[Start of EXTRACTED TEXT]

Message 54 of 145 (425273)
10-01-2007 3:54 PM
Reply to: Message 35 by Archer Opteryx
10-01-2007 12:46 PM


Re: treating childish theism as theism = strawman
Still, it's interesting how many of the stories describe rejection as a young adult of theistic ideas the speaker held as a child. Never discussed is whether the person's understanding of theism at age 10 might not be as every bit as rudimentary as the same person's understanding of, say, natural science at that same age.
I was at least 20 when I became an atheist, and believe me, I'd heard every different kind of religious philosophy there was, from dogmatic scripture-only religionism to advanced liberation theology and everything in between.
I'm not sure the "adult" theology you refer to even exists. When somebody says "I just take all the good feelings I get, the sense of wonder I feel at the natural world, I just roll all that up and that's what 'God' is to me", I don't see a particularly sophisticated philosophy there that atheists are required to refute. In fact that person seems to be hanging on to the absolute minimum belief in God, and so it seems to me that all the atheist arguments that refute a more rigorous theology refute that guy's, simultaneously.
The theology that Dawkins' critics often refer to, the one they say he's ignoring, is less developed than the rigid, explicit dogma of the fundamentalists. It's just fundamentalism with a lot more handwaving. As a result, it's not necessary to target it with any specific refutations, because it's based on fundamentalism, and therefore the anti-fundamentalist arguments refute it at the same time.

This message is a reply to:
 Message 35 by Archer Opteryx, posted 10-01-2007 12:46 PM Archer Opteryx has replied

Replies to this message:
 Message 72 by Archer Opteryx, posted 10-02-2007 8:30 AM crashfrog has replied

  
crashfrog
Member (Idle past 1496 days)

[End of EXTRACTED TEXT]

GIVEN INSTRUCTION 1:
Count the lines in the listing that contain the string "pocket", treating case as significant, and reply with the number alone.
The text and the listing below it come from unrelated sources.

[Start of MATERIAL FOR THIS TASK]

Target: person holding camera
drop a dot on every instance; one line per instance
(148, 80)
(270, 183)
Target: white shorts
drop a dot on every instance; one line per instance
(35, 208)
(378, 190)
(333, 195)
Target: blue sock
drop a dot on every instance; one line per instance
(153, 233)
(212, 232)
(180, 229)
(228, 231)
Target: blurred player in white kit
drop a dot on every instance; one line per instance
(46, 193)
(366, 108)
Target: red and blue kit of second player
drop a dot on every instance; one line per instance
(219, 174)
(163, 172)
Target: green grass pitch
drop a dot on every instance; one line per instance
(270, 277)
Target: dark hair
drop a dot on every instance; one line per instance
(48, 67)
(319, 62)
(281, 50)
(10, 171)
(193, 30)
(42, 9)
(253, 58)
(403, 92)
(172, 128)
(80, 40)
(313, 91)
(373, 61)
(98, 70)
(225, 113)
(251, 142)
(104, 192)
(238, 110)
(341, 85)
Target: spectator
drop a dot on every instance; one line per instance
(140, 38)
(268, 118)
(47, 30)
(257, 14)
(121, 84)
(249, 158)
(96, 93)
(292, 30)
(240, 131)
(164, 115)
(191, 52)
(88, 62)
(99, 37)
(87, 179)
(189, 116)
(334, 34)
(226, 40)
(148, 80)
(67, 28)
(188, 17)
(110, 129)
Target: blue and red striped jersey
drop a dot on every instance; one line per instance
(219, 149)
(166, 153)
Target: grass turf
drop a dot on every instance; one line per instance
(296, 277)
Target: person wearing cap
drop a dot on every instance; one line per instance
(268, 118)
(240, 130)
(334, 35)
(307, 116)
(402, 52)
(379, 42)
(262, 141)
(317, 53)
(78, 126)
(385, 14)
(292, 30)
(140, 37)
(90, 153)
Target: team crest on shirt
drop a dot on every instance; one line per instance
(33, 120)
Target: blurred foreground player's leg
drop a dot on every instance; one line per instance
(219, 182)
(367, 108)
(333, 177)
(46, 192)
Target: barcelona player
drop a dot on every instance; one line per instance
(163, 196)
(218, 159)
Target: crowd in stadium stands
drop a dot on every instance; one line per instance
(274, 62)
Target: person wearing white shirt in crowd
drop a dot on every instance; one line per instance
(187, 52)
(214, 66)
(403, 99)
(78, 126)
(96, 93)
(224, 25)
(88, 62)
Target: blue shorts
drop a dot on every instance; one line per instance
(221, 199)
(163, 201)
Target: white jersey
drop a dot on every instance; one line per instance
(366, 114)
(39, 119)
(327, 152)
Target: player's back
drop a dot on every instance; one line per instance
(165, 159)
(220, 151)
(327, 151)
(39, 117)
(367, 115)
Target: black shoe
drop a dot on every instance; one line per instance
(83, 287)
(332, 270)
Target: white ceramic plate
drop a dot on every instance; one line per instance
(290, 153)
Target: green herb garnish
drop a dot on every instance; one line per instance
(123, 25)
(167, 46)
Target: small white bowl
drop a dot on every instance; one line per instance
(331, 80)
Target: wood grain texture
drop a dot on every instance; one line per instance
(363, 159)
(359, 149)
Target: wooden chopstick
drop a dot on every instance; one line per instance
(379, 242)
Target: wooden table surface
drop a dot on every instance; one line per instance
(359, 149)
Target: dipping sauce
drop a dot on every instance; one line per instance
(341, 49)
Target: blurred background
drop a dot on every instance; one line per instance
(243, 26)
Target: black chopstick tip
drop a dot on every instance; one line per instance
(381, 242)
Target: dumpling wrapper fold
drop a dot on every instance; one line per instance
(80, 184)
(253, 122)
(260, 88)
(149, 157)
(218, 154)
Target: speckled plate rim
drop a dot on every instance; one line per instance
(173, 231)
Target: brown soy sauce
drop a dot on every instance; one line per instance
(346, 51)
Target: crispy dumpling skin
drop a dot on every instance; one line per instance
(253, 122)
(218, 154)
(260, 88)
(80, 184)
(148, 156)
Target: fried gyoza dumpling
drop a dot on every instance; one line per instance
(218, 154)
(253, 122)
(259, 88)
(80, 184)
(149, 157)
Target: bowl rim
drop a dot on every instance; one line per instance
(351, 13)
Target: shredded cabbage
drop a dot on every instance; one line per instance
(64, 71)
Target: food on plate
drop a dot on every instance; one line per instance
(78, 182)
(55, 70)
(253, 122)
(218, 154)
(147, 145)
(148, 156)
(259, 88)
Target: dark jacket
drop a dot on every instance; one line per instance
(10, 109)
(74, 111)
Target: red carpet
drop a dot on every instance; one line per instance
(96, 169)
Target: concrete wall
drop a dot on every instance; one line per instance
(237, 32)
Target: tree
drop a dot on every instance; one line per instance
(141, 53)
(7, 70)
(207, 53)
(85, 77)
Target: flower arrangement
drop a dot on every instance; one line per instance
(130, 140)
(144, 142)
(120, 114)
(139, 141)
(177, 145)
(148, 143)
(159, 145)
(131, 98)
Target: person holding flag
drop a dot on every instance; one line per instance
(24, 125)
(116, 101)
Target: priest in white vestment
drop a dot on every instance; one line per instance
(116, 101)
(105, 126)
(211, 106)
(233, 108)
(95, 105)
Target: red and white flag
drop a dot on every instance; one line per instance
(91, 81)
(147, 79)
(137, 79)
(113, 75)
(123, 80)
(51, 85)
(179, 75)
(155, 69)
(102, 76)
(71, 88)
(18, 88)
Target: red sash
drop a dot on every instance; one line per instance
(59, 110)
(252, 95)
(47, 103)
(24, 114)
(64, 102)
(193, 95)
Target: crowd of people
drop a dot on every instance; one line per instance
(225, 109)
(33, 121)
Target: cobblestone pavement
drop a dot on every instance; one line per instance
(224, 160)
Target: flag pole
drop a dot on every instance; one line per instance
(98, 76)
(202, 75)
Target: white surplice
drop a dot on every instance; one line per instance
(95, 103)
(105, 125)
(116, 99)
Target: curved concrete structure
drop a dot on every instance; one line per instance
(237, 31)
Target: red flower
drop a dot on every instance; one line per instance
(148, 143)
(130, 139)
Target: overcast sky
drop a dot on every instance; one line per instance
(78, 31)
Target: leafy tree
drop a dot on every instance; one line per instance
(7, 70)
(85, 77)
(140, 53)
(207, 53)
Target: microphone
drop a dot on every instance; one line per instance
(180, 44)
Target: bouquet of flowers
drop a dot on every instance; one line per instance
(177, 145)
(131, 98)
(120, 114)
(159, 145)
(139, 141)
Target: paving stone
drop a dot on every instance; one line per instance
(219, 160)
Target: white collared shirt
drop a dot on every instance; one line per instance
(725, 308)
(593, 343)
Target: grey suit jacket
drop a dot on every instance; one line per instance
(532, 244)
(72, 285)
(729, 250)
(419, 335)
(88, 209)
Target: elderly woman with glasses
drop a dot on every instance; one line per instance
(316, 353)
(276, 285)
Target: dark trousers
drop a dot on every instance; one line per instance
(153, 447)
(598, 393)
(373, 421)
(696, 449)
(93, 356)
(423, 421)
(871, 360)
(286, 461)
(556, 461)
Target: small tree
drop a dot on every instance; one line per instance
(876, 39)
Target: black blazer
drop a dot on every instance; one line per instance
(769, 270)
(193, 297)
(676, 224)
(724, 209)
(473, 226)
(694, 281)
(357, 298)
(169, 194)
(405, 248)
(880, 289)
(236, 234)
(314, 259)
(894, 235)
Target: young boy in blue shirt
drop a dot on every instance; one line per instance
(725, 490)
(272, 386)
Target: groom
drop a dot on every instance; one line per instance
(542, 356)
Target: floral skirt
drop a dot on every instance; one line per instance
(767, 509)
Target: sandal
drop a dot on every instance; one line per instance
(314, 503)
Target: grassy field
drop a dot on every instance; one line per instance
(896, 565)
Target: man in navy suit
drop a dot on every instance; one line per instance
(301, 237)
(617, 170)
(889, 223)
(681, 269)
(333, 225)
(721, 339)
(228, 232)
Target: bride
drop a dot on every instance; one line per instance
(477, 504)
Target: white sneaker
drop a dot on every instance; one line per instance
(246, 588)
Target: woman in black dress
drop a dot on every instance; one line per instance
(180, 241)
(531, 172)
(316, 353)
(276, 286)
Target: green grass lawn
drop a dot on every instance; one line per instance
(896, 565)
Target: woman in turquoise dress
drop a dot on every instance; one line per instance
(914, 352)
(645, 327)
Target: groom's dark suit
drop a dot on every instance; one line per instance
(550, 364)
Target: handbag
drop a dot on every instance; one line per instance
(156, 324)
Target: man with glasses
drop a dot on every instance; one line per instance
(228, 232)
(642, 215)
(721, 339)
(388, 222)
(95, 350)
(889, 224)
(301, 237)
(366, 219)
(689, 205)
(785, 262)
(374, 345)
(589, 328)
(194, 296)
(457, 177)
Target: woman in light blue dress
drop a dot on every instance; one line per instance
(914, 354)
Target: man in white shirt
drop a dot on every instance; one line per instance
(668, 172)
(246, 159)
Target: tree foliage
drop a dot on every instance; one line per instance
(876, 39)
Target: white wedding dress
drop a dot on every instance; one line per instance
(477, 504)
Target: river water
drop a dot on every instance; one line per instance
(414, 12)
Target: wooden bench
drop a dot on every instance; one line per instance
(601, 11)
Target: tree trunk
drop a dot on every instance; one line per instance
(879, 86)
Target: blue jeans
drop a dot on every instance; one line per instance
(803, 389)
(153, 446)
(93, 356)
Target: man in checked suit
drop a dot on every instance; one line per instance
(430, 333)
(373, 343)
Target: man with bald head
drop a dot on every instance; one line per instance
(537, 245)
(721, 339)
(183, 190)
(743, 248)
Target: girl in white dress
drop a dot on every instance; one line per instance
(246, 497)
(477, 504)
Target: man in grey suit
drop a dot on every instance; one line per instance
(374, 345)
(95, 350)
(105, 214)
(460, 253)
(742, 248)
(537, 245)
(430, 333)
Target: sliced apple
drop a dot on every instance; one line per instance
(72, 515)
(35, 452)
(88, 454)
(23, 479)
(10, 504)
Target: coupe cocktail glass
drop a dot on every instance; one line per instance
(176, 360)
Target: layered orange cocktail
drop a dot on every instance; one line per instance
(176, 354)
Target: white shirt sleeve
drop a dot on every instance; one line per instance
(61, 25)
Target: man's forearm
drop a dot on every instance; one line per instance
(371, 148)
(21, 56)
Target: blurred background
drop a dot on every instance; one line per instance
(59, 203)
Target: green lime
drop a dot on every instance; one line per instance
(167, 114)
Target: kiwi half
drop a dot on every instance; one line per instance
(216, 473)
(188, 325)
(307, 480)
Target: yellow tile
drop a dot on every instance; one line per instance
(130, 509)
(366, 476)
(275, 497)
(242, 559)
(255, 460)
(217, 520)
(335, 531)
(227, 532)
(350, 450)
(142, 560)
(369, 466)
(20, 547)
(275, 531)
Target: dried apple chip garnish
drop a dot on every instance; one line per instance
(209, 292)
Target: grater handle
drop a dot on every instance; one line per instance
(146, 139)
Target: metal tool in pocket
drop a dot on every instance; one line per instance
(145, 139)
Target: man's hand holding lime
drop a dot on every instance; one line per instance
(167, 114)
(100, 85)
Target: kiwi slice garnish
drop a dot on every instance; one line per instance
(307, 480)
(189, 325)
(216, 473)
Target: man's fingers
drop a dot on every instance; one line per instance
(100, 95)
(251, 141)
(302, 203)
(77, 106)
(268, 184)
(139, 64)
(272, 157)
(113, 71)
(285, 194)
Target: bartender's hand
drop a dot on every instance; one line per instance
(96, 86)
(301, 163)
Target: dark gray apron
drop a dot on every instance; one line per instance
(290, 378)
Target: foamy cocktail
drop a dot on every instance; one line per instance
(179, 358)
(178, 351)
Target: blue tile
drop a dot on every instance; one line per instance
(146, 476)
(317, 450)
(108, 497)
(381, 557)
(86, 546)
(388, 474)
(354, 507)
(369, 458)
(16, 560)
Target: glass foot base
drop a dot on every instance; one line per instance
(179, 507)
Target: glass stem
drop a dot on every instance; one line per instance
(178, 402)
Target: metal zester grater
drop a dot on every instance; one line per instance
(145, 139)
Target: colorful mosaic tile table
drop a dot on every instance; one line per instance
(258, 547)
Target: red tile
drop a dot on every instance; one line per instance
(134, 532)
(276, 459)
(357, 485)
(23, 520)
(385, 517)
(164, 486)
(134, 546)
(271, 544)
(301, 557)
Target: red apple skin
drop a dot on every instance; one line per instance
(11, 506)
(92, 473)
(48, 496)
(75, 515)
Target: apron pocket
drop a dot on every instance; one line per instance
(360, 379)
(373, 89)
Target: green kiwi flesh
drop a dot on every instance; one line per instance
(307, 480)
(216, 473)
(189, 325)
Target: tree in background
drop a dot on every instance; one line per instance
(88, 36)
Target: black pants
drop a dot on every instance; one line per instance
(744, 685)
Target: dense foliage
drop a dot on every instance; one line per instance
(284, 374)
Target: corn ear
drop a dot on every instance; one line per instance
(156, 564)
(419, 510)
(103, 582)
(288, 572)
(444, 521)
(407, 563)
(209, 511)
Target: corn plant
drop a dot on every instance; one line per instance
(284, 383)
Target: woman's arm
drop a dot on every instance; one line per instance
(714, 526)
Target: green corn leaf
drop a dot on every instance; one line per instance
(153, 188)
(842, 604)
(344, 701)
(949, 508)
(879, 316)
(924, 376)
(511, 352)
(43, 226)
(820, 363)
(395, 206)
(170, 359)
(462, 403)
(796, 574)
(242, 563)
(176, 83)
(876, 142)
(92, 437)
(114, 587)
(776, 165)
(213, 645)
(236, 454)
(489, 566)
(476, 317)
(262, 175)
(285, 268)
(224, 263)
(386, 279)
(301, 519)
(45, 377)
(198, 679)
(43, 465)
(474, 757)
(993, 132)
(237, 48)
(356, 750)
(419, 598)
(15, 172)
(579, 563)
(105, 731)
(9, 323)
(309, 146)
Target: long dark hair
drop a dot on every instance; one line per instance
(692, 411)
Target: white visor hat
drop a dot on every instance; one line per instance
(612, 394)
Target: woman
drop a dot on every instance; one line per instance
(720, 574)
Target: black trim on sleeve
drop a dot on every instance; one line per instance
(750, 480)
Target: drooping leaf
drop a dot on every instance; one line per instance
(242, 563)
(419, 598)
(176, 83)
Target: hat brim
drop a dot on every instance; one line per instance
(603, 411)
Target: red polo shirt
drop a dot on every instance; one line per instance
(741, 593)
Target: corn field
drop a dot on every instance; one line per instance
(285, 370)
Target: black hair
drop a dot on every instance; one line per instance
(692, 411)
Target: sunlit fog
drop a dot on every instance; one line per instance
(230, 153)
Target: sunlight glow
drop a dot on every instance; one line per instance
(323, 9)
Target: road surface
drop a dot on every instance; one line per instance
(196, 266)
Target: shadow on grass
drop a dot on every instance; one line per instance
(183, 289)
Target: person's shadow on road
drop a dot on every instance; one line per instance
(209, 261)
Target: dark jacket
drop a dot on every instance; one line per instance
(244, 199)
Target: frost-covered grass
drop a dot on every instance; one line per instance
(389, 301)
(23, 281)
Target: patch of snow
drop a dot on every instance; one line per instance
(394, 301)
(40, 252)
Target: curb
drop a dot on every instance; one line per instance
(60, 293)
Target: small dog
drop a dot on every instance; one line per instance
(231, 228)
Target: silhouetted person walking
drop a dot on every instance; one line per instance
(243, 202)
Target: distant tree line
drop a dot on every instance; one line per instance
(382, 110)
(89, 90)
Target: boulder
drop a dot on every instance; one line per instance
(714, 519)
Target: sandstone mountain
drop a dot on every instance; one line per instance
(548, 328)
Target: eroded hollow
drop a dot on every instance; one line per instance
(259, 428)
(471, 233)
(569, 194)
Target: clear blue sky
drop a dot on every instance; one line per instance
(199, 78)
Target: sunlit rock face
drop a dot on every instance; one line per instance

[End of MATERIAL FOR THIS TASK]

GIVEN INSTRUCTION 2:
Write what comes next in the forum post about rejecting childhood theism, picking up after its final line.

TASK OUTPUT 1:
2

TASK OUTPUT 2:
Posts: 19762
From: Silver Spring, MD
Joined: 03-20-2003


Message 55 of 145 (425274)
10-01-2007 4:00 PM
Reply to: Message 53 by Jazzns
10-01-2007 3:53 PM


Re: treating childish theism as theism = strawman
He may somewhat agree with crashfrog in assuming that it is silly to believe in Zeus, but fundamentally, they are coming from almost complete opposite directions in their disbelief in Zeus.
Yeah, but how about for Santa Claus? Christianity doesn't reject the existence of Santa, explicitly - indeed, Christianity affirms the existence of Santa Claus (or Sinterklaas, "Saint Nicholas") as a saint of the Catholic church.
But Buz doesn't believe in Santa Claus, I'm sure, because there's evidence that there's no toy shop at the North Pole, evidence that raindeer can only fly in shipping crates, and evidence that you can't deliver toys to the world's children in just a single night.
Heck I'm sure Buz has probably even been a Santa Claus, so he's in on the gimmick. It's a falsehood we knowingly propagate to children, for fun. (By all means, let's keep doing it. It is fun, plus for a lot of children it's an introduction to skepticism.)
So I would say that Buz and I reject Santa Claus for the exact same reason. Indeed, the reason I don't believe in God is the same reason Buz doesn't believe in Santa (unless Buz is a curmugeon who swore off belief in Santa because he didn't get that sled, that one year.)

This message is a reply to:
 Message 53 by Jazzns, posted 10-01-2007 3:53 PM Jazzns has replied

Replies to this message:
 Message 57 by Jazzns, posted 10-01-2007 4:48 PM crashfrog has replied

  
crashfrog
Member (Idle past 1496 days)
Posts: 19762
From: Silver Spring, MD
Joined: 03-20-2003


Message 56 of 145 (425276)
10-01-2007 4:08 PM
Reply to: Message 38 by Archer Opteryx
10-01-2007 1:55 PM


Re: treating childish theism as theism = strawman
Granted, fundies typically espouse a childish idea of theism.
By all means, what's the "adult theism" you find so intellectually bulletproof?
"I'm ok, you're ok, God is when you love someone"? "The feeling I get from eating chocolate, hearing birds, and smoking pot, that's God"?
"God exists, but there's absolutely no evidence, and it's not like he talks to us, or makes us feel a certain way, and it's becoming less and less likely that he's even the creator of the universe, and he would certainly never do anything so coarse as leave evidence around for his existence - but I believe in him anyway, and all you atheists should just shut up when the oh-so-sophisticated adults are talking"?
Well more than half of all Americans believe in a God that's literally going to come back to Earth and judge people, precisely as described in the Bible. Nearly everyone who prays believes that, in doing so, they've supplicated God who will then respond if they had enough "faith."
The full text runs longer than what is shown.